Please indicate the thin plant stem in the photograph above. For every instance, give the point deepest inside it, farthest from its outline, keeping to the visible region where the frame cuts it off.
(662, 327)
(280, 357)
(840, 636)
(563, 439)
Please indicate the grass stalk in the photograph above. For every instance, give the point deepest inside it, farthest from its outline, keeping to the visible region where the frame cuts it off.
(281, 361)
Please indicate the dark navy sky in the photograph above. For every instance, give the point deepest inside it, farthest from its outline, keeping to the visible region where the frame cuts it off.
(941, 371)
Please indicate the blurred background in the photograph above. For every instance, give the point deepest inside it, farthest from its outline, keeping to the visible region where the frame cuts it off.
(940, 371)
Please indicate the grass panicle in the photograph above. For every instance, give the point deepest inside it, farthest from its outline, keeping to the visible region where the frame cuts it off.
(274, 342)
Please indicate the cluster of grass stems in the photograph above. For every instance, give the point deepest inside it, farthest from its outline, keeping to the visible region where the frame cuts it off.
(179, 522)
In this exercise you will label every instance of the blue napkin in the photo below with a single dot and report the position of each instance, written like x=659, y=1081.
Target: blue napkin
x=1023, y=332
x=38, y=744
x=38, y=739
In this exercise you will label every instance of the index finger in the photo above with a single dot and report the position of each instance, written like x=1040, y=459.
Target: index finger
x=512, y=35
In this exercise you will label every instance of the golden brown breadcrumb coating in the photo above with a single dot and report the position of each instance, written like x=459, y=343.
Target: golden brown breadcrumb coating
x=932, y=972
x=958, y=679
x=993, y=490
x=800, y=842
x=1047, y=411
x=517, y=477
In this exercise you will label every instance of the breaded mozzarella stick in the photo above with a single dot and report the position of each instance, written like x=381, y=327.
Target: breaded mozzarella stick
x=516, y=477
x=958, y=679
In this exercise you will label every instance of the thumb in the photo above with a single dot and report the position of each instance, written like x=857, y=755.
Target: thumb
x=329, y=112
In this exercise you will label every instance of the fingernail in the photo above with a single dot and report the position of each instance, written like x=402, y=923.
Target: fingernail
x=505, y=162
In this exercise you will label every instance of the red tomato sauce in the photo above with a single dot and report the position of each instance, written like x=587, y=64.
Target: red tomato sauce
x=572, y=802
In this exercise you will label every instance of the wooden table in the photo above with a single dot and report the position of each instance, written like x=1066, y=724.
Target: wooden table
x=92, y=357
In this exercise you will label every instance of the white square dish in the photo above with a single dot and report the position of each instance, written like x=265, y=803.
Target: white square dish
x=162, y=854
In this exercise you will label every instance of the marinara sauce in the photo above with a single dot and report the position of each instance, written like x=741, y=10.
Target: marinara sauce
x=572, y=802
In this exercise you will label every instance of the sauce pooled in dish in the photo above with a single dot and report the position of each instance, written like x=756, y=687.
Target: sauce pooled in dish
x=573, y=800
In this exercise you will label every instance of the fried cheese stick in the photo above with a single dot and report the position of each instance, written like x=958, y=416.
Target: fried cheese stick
----
Required work:
Copy task. Give back the whole listing exactly as written.

Response to the exercise:
Please indicate the thin plant stem in the photograph above. For every instance, give the point deepest inside it, farthest from its outline, keeping to the visible region where the frame cuts it off.
(662, 327)
(280, 357)
(840, 636)
(563, 439)
Please indicate the grass stalk in the photograph above. For every instance, give the point deepest inside it, farthest from its outline, keeping to the visible region where the frame cuts it off.
(281, 361)
Please indicate the dark navy sky in the photograph above. For every instance, give the point deepest inside it, farthest from its outline, keeping to the visible region where the frame cuts it off.
(941, 371)
Please indicate the blurred background in the photograph above. For every instance, give the point deepest inside it, farthest from its outline, keeping to the visible region where the frame cuts it off.
(940, 371)
Please indicate the grass panicle in the photograph above. For every instance, give the point deepest inside it, farthest from its outline, keeping to the visible region where the frame cuts it off.
(274, 342)
Please indicate the cluster of grass stems in the photograph above. For every instance, give the point deepest inside it, farthest from its outline, keeping to the visible region where the frame cuts it off.
(179, 522)
In this exercise you will label every instance of the blue napkin in the photo below with a single dot and report the position of each instance, written like x=659, y=1081.
Target: blue napkin
x=1023, y=332
x=38, y=744
x=38, y=739
In this exercise you will label every instance of the index finger in the photo above with a single dot and report the position of each instance, written like x=1040, y=459.
Target: index finger
x=512, y=35
In this exercise you will label every instance of the golden brown breadcrumb coating in the photo above with a single dot and report the position of each instance, written like x=459, y=343.
Target: golden brown breadcrumb coating
x=932, y=972
x=958, y=679
x=993, y=490
x=800, y=842
x=1047, y=411
x=517, y=477
In this exercise you will label every instance of the breaded mozzarella stick in the photo above with a single dot and report the position of each instance, written like x=381, y=327.
Target: breaded mozzarella stick
x=516, y=477
x=958, y=679
In this exercise you will label every instance of the thumb in the photo above with a single dot and report the position of each instance, written like x=857, y=755.
Target: thumb
x=329, y=112
In this exercise you will label every instance of the fingernail in the photo above with a single dot and report the position of each instance, written like x=402, y=923.
Target: fingernail
x=505, y=162
In this exercise you will label every instance of the red tomato sauce in the photo above with a single dot and report the position of each instance, written like x=587, y=64.
Target: red tomato sauce
x=572, y=802
In this exercise you will label every instance of the wooden table in the photo above with a single dot and report the position of each instance, written like x=1066, y=724.
Target: wooden table
x=92, y=357
In this exercise you will label every instance of the white square dish in the photo above with a single dot and report the position of each instance, written like x=265, y=803.
Target: white square dish
x=162, y=854
In this exercise you will label every instance of the marinara sauce in the photo above with a single dot and report the position of each instance, written like x=741, y=10.
Target: marinara sauce
x=572, y=802
In this exercise you will label every instance of the sauce pooled in dish in the photo above with a single dot and report the position of each instance, written like x=756, y=687.
Target: sauce pooled in dish
x=573, y=800
In this exercise you will label every instance of the fried cheese stick in the photo above with a single dot and report the position of each instance, written like x=958, y=416.
Target: fried cheese stick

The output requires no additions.